• WHAT IS ASKED: Which lines of the records contain the word "white"? Show each of those lines in full, treating uppercase and lowercase letters as different.

• INFORMATION GIVEN:
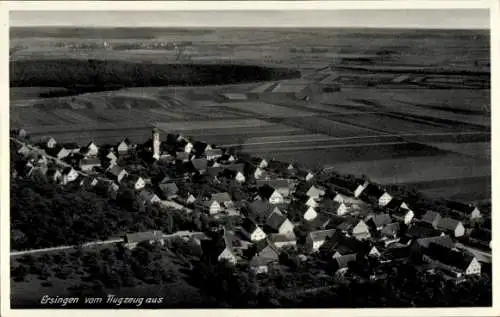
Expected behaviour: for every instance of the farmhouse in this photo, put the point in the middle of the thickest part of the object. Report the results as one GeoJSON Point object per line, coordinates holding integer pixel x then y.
{"type": "Point", "coordinates": [403, 215]}
{"type": "Point", "coordinates": [252, 231]}
{"type": "Point", "coordinates": [123, 147]}
{"type": "Point", "coordinates": [453, 226]}
{"type": "Point", "coordinates": [278, 223]}
{"type": "Point", "coordinates": [148, 198]}
{"type": "Point", "coordinates": [131, 240]}
{"type": "Point", "coordinates": [283, 240]}
{"type": "Point", "coordinates": [432, 218]}
{"type": "Point", "coordinates": [69, 175]}
{"type": "Point", "coordinates": [88, 164]}
{"type": "Point", "coordinates": [282, 186]}
{"type": "Point", "coordinates": [117, 173]}
{"type": "Point", "coordinates": [169, 190]}
{"type": "Point", "coordinates": [468, 211]}
{"type": "Point", "coordinates": [90, 149]}
{"type": "Point", "coordinates": [316, 239]}
{"type": "Point", "coordinates": [264, 258]}
{"type": "Point", "coordinates": [270, 194]}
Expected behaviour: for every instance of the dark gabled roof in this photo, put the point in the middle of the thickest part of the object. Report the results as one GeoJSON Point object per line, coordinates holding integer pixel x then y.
{"type": "Point", "coordinates": [381, 219]}
{"type": "Point", "coordinates": [343, 261]}
{"type": "Point", "coordinates": [458, 259]}
{"type": "Point", "coordinates": [448, 223]}
{"type": "Point", "coordinates": [445, 241]}
{"type": "Point", "coordinates": [249, 225]}
{"type": "Point", "coordinates": [321, 235]}
{"type": "Point", "coordinates": [394, 204]}
{"type": "Point", "coordinates": [169, 189]}
{"type": "Point", "coordinates": [275, 220]}
{"type": "Point", "coordinates": [259, 207]}
{"type": "Point", "coordinates": [221, 197]}
{"type": "Point", "coordinates": [337, 183]}
{"type": "Point", "coordinates": [372, 191]}
{"type": "Point", "coordinates": [266, 191]}
{"type": "Point", "coordinates": [143, 236]}
{"type": "Point", "coordinates": [275, 183]}
{"type": "Point", "coordinates": [422, 230]}
{"type": "Point", "coordinates": [461, 207]}
{"type": "Point", "coordinates": [236, 167]}
{"type": "Point", "coordinates": [391, 229]}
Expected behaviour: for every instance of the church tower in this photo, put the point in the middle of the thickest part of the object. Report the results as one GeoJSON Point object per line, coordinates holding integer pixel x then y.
{"type": "Point", "coordinates": [156, 144]}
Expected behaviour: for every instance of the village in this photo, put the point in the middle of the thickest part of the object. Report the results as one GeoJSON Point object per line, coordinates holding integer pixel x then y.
{"type": "Point", "coordinates": [280, 206]}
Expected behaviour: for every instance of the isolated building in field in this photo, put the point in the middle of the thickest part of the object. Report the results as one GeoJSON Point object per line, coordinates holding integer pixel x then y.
{"type": "Point", "coordinates": [131, 240]}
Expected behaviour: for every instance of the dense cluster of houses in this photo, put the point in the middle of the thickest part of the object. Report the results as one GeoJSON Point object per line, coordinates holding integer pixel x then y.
{"type": "Point", "coordinates": [345, 219]}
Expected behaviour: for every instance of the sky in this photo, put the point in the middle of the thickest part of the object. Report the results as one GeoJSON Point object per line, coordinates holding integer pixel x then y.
{"type": "Point", "coordinates": [415, 18]}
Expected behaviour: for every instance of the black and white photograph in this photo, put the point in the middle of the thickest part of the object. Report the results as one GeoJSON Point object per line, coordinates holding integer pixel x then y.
{"type": "Point", "coordinates": [209, 159]}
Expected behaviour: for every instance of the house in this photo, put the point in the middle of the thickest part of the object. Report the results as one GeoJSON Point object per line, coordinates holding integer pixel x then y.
{"type": "Point", "coordinates": [54, 175]}
{"type": "Point", "coordinates": [199, 165]}
{"type": "Point", "coordinates": [148, 198]}
{"type": "Point", "coordinates": [221, 248]}
{"type": "Point", "coordinates": [283, 186]}
{"type": "Point", "coordinates": [123, 147]}
{"type": "Point", "coordinates": [169, 190]}
{"type": "Point", "coordinates": [255, 172]}
{"type": "Point", "coordinates": [316, 239]}
{"type": "Point", "coordinates": [468, 211]}
{"type": "Point", "coordinates": [252, 231]}
{"type": "Point", "coordinates": [444, 241]}
{"type": "Point", "coordinates": [117, 173]}
{"type": "Point", "coordinates": [276, 222]}
{"type": "Point", "coordinates": [421, 229]}
{"type": "Point", "coordinates": [264, 258]}
{"type": "Point", "coordinates": [331, 206]}
{"type": "Point", "coordinates": [270, 194]}
{"type": "Point", "coordinates": [432, 218]}
{"type": "Point", "coordinates": [259, 162]}
{"type": "Point", "coordinates": [305, 175]}
{"type": "Point", "coordinates": [182, 156]}
{"type": "Point", "coordinates": [403, 215]}
{"type": "Point", "coordinates": [224, 199]}
{"type": "Point", "coordinates": [390, 231]}
{"type": "Point", "coordinates": [58, 151]}
{"type": "Point", "coordinates": [463, 263]}
{"type": "Point", "coordinates": [90, 149]}
{"type": "Point", "coordinates": [72, 147]}
{"type": "Point", "coordinates": [374, 193]}
{"type": "Point", "coordinates": [200, 147]}
{"type": "Point", "coordinates": [213, 154]}
{"type": "Point", "coordinates": [378, 221]}
{"type": "Point", "coordinates": [280, 240]}
{"type": "Point", "coordinates": [453, 226]}
{"type": "Point", "coordinates": [396, 204]}
{"type": "Point", "coordinates": [88, 164]}
{"type": "Point", "coordinates": [308, 213]}
{"type": "Point", "coordinates": [113, 190]}
{"type": "Point", "coordinates": [48, 142]}
{"type": "Point", "coordinates": [131, 240]}
{"type": "Point", "coordinates": [315, 192]}
{"type": "Point", "coordinates": [186, 198]}
{"type": "Point", "coordinates": [355, 228]}
{"type": "Point", "coordinates": [234, 175]}
{"type": "Point", "coordinates": [212, 206]}
{"type": "Point", "coordinates": [341, 263]}
{"type": "Point", "coordinates": [69, 175]}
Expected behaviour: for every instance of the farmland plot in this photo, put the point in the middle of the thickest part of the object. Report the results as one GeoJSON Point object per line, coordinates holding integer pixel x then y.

• TASK SOLUTION:
Expected behaviour: for every instance of the black and white photograph in this photo, put the point in the middle of the thickest part of the object. Report the results as one GeoJSON Point object per line, coordinates holding integer pixel x then y.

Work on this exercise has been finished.